* What this exercise asks:
[A] Decide whether each statement agrees with the Alzheimer's interview below, answering yes or no and quoting the words that decide it: (i) Amyloid is the first protein to build up in the brain. (ii) The atrophy seen when people become impaired occurs primarily in the frontal lobe. (iii) The interview was conducted in 2023.
[B] Output the part of the Alzheimer's interview below that runs from "Washington University School" up to and including "see of Alzheimer’s?", copied word for word.

* Excerpted passage:
Washington University School of Medicine assistant professor of radiology, Brian Gordon talks about one gene that could possibly protect you from Alzheimer’s disease.
Interview conducted by Ivanhoe Broadcast News in 2023.
What’s the progression you see of Alzheimer’s?
Gordon: Alzheimer’s disease – we often think of it as the onset when people come in with memory complaints and dementia, but it’s actually a much longer disease we know from genetic forms and just longitudinal studies that can actually take a decade or more, a biological change before someone actually would present to a neurologist with impairment. And the first domino that falls is this protein called amyloid begins building up in the brain and this is a slow progression, again, it’ll take a decade or more. It starts in a couple areas of the brain that are very metabolically active and gets progressively higher and higher and higher. And again, that is first domino that falls in this cascade, which leads to changes in formation and eventually will lead to a formation of this second key protein in Alzheimer’s disease called tau. These neurofibrillary tangles that are accumulating within a cell. Those start to accumulate and build up right at that point when people become impaired, when they show the first signs of this early level of dementia and when that happens, we also tend to see lots of atrophy in the brain. So not always cell death, but more shrinking of cells, loss of dendrites and that primarily occurs in the temporal lobe. It’s a part of the brain and the key structure of the hippocampus and entorhinal cortex. These are areas of the brain that support memory and those areas start to become smaller and smaller and smaller. As you have more progressive dementia, then you’ll also start to see atrophy, which you can see just on an MRI scan and throughout the rest of the temporal lobe and the parietal lobe.

Stored data entries:
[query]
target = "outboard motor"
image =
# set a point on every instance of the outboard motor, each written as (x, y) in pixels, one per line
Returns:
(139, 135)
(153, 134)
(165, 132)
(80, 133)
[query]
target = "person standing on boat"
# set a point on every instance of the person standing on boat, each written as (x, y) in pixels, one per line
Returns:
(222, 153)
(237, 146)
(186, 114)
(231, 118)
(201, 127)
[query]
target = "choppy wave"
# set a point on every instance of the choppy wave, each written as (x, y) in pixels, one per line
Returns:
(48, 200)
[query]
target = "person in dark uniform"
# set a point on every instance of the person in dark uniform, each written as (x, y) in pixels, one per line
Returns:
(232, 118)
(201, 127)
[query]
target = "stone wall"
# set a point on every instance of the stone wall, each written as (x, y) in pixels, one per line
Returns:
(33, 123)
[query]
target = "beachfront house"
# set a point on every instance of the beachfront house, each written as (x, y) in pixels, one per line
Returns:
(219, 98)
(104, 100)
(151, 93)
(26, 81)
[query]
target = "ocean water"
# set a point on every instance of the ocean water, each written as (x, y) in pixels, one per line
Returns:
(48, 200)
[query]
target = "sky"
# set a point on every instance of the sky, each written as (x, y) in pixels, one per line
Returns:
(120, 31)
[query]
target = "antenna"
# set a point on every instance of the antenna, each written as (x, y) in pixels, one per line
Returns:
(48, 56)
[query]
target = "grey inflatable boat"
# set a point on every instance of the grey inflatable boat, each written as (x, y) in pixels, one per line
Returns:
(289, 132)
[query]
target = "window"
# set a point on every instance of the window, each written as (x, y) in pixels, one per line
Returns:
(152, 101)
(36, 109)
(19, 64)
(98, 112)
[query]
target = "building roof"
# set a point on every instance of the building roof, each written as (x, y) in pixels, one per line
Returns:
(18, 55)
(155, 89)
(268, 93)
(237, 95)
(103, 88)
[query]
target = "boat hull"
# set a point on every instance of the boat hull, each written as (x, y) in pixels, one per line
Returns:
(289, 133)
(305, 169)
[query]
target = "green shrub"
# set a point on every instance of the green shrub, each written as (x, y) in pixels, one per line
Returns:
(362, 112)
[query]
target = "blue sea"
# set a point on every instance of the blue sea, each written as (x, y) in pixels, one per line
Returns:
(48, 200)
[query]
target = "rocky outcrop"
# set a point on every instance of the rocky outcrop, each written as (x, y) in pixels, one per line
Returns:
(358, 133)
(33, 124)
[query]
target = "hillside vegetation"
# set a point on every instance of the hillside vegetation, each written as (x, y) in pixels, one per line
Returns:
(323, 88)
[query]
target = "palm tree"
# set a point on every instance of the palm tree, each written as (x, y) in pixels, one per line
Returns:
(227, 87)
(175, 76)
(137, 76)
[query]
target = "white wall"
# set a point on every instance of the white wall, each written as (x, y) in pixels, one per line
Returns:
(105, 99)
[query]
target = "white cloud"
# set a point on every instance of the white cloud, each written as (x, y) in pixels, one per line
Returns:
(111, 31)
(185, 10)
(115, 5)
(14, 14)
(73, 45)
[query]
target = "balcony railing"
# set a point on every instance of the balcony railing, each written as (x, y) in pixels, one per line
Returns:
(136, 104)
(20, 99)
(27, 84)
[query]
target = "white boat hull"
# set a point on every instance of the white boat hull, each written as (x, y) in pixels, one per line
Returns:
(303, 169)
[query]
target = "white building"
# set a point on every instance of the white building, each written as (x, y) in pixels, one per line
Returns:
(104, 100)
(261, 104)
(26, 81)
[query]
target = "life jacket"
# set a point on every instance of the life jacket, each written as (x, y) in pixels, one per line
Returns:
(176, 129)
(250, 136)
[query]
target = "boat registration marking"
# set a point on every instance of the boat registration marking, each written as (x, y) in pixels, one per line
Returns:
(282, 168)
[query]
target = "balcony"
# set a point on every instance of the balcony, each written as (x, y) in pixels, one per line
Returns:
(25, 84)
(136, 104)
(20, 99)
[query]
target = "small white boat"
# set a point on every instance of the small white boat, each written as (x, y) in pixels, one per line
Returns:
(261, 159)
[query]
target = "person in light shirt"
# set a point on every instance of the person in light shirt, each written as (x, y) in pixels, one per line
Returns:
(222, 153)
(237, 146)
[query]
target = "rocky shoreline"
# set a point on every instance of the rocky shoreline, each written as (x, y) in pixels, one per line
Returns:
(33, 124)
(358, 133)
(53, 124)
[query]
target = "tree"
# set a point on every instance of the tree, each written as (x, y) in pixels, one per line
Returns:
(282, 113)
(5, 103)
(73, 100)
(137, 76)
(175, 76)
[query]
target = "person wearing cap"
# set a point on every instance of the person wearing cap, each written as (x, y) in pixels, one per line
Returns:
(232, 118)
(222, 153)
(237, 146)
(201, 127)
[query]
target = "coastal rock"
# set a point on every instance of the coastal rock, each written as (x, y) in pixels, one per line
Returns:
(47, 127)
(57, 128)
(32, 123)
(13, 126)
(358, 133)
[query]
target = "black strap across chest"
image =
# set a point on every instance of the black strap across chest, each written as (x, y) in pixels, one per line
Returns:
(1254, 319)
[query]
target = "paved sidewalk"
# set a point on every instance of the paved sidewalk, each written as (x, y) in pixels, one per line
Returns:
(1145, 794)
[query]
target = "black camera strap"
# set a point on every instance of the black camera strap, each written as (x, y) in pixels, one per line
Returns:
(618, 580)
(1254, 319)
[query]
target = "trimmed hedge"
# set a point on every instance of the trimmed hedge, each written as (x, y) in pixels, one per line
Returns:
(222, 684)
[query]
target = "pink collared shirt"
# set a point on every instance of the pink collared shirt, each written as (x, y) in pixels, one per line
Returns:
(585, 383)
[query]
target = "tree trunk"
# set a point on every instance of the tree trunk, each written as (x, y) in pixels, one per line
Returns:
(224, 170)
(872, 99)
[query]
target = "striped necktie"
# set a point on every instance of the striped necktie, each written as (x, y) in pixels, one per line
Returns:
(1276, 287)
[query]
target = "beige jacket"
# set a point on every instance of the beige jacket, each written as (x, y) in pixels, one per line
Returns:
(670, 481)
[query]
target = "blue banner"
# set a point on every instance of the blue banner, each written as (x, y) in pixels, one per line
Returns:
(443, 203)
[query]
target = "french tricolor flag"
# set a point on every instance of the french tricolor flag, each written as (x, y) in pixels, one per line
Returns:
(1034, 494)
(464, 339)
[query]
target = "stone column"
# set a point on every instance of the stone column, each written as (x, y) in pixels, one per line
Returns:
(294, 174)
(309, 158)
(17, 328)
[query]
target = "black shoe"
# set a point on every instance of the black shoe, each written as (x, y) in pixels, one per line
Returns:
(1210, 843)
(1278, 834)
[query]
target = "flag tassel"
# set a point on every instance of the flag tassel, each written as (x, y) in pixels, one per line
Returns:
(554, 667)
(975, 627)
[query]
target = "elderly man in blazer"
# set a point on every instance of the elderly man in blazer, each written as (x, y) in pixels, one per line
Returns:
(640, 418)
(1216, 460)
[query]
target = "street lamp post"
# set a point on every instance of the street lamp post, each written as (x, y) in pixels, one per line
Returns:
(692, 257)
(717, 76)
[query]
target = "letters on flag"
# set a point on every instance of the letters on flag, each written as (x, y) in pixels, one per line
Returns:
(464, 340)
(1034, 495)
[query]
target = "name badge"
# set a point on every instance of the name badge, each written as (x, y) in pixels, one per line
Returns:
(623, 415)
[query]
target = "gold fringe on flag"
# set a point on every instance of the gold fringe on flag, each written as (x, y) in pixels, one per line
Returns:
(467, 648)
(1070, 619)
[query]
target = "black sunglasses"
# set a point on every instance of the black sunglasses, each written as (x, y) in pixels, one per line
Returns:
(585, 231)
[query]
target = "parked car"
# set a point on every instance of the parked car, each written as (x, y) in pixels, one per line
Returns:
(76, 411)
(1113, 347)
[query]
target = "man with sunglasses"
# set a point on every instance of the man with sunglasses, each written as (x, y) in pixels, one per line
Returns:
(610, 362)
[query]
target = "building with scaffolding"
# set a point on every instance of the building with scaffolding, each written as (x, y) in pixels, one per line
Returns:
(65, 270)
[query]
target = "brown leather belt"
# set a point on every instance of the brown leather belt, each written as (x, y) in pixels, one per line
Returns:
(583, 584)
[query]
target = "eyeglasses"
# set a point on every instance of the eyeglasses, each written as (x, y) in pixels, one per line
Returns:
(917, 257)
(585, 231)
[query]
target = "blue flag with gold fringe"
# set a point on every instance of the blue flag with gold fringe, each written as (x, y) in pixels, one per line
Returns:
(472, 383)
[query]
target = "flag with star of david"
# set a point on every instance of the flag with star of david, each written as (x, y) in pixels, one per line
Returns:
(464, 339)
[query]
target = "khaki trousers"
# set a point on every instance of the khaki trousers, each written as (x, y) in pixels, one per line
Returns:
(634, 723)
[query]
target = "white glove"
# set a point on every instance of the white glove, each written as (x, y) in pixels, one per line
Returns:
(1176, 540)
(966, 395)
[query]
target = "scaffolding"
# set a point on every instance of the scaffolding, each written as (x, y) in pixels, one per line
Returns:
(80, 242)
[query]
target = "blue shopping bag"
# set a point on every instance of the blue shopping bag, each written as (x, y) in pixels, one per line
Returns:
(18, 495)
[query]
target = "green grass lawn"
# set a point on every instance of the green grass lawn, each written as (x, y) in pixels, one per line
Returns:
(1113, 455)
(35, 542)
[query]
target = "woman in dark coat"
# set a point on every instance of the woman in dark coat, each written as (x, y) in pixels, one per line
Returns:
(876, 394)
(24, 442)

* Answers for the exercise:
[A]
(i) Yes: "the first domino that falls is this protein called amyloid begins building up in the brain"
(ii) No: "that primarily occurs in the temporal lobe"
(iii) Yes: "Interview conducted by Ivanhoe Broadcast News in 2023."

[B]
Washington University School of Medicine assistant professor of radiology, Brian Gordon talks about one gene that could possibly protect you from Alzheimer’s disease.
Interview conducted by Ivanhoe Broadcast News in 2023.
What’s the progression you see of Alzheimer’s?